QUOTED PASSAGE:
☆ ☆ ☆ ☆ ☆

The Unites Community Foundation, led by Communication Service for the Deaf (CSD), announced its launch on January 26, 2021. The Foundation is a grant provider and partner that works collaboratively with deaf-led organizations and communities to achieve long-term, widespread impact. The CSD Unites Community Foundation “works collaboratively with deaf-led organizations and communities to achieve long-term and widespread impact.” The Foundation “invests in community-driven initiatives that affect systemic change and create opportunities for our deaf peers.” These investments are made via the disbursement of microgrants, facilitation of capacity-building networks, and support of community mobilization efforts.
According to the Foundation, deaf and hard-of-hearing (D/HH) non-profit and community leaders rarely have the same access to resources and funding that hearing organizations do. For instance, networking events and funder webinars may be inaccessible, funders often do not fully understand the need for specific services or approaches when interfacing with D/HH community members, and due to the small size of the D/HH population, D/HH community organizations are at a disadvantage when funders look solely at dollars-per-person impact. Led by the world’s “largest deaf-led social impact organization,” the Unites Community Foundation is well-positioned to remove these barriers.
“Deaf organizations have applied for grants in the past, and the funders don’t really get it,” said CSD CEO Chris Soukup. “They don’t understand the unique challenges, and opportunities, and needs within the deaf community. So, there’s a separation in a sense, barring access to funding from resources who get it, that understand you, your challenges, and the work you do. That’s been missing until now. A big part of what we want to accomplish is providing that proximity to funding for organizations doing important work in our communities.”

☆ ☆ ☆ ☆ ☆

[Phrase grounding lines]

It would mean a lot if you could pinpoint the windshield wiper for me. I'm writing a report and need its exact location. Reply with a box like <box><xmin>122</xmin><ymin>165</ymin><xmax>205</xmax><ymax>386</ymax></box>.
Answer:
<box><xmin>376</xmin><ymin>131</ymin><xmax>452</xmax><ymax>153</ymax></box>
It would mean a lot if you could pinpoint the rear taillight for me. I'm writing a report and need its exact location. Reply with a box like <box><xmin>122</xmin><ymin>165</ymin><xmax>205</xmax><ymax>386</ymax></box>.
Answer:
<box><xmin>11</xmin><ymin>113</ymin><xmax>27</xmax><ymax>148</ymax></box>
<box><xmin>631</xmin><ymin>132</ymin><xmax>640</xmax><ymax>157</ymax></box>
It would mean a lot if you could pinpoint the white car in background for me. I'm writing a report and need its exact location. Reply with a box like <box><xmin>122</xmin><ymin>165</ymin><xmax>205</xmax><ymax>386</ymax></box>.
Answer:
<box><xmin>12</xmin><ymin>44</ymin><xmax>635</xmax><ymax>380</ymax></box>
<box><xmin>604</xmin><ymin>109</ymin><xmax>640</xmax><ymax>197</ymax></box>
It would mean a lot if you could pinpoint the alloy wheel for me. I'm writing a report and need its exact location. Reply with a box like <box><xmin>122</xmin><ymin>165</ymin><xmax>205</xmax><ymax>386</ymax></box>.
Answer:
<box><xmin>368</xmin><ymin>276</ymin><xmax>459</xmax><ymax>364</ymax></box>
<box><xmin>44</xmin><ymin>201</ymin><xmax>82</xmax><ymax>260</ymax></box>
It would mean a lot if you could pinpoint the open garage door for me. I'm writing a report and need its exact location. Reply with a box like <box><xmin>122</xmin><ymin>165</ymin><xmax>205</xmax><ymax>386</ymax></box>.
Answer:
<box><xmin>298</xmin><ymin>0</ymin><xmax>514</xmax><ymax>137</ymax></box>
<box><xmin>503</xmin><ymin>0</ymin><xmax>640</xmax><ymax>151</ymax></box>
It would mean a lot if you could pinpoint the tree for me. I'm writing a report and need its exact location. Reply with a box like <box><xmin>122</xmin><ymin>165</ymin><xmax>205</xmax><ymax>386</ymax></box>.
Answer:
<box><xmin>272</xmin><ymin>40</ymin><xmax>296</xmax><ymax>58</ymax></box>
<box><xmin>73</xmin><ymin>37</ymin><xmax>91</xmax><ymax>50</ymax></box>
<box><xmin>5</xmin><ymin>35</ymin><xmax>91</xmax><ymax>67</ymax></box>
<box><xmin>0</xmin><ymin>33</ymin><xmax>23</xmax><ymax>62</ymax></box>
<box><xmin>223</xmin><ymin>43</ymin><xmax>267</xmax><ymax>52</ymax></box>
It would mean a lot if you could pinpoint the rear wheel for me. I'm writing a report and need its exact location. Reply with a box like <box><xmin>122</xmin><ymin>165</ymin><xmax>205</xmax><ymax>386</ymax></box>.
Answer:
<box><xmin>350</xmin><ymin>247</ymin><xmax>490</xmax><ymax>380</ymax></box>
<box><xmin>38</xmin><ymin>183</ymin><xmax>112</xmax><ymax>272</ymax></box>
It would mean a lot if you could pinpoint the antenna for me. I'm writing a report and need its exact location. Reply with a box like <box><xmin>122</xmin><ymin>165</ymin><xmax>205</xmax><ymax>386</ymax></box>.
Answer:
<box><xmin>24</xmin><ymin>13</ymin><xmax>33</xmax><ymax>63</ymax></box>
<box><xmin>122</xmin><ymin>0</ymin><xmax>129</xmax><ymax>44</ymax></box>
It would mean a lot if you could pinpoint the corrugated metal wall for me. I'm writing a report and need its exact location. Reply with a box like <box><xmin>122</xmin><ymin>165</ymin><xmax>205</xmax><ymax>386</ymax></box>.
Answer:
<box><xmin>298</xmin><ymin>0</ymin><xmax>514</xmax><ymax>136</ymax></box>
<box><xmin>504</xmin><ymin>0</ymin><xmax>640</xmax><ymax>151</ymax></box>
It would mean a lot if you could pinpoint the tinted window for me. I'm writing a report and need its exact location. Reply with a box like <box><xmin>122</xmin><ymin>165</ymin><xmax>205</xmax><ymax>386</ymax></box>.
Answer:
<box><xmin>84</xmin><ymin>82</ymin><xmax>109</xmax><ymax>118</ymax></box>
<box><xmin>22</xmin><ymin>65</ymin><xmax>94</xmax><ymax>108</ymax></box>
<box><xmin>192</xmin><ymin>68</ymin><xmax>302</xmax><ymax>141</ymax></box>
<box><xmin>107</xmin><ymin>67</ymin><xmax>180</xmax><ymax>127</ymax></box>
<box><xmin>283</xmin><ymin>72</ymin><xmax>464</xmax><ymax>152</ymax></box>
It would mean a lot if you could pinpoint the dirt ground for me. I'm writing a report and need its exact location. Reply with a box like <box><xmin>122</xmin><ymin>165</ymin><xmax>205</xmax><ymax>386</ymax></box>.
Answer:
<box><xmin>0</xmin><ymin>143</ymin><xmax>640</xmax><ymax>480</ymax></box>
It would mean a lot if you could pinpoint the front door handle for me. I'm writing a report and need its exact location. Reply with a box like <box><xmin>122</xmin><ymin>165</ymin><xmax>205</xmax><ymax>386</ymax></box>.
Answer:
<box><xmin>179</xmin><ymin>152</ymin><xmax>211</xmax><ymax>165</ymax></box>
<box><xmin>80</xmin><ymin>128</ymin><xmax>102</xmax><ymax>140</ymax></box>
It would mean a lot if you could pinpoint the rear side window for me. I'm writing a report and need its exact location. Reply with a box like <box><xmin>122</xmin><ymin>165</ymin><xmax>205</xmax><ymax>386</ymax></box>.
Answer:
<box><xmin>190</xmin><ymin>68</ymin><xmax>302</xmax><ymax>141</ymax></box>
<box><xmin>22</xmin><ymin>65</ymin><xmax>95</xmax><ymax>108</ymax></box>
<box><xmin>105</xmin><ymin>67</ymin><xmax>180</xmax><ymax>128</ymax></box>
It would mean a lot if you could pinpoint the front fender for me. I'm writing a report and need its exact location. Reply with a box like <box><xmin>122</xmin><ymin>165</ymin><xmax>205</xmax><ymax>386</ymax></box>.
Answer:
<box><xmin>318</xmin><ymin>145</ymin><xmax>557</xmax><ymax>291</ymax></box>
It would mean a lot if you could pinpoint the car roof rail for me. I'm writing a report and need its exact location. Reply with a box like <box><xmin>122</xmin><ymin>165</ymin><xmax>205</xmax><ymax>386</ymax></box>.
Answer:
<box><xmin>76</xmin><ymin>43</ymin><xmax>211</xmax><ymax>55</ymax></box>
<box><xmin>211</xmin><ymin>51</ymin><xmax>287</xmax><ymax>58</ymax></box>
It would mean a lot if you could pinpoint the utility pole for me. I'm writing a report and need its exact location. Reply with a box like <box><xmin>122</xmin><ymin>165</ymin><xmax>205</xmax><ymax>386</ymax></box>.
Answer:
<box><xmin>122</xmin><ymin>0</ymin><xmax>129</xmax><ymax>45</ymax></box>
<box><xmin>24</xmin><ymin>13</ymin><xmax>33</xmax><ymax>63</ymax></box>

☆ ☆ ☆ ☆ ☆

TASKS TO COMPLETE:
**A)** In the CSD Unites Community Foundation text, on what date did the Foundation announce its launch?
**B)** In the CSD Unites Community Foundation text, why are D/HH community organizations at a disadvantage when funders look only at dollars-per-person impact? Answer in one to three sentences.
**C)** Carry on the CSD Unites Community Foundation text from its last sentence.

ANSWERS TO THE TASKS:
**A)** January 26, 2021.

**B)** The D/HH population is small. When funders judge only by dollars-per-person impact, organizations serving that community look weaker than those serving larger groups.

**C)**
The Unites Community Foundation is also unique in that it focuses on “capacity building efforts driven by several causes, organizations, and issues – from healthcare, to homelessness, to education – all of which disproportionately affect the D/HH community, rather than focusing on just one single issue.” The Foundation seeks to support D/HH organizations that address the various needs of marginalized communities facing injustice or oppression.
“Because of the multiple barriers our society imposes on deaf people, our service needs are often greater and multi-layered,” said Avi Haimowitz, the Foundation’s director of development and fundraising. “Then, add in the fact that many in our deaf community are multiply-marginalized based on their intersecting identities and you come close to an understanding of how and why more time and energy is dedicated to each deaf individual within these deaf organizations.”
The COVID-19 pandemic has been difficult for all communities, and especially for D/HH individuals with intersectional backgrounds. To ensure these individuals and the organizations that serve them continue to thrive in spite of the pandemic, the Unites Community Foundation is accepting grant applications, along with donations to expand existing funding capacity, for its COVID-19 Resiliency Efforts now through March 4, 2021. Projects that increase accessibility, foster innovation, and promote sustainable community change are especially encouraged to apply. Organizations can request anywhere from $1,000-$10,000, depending on the scope of the project.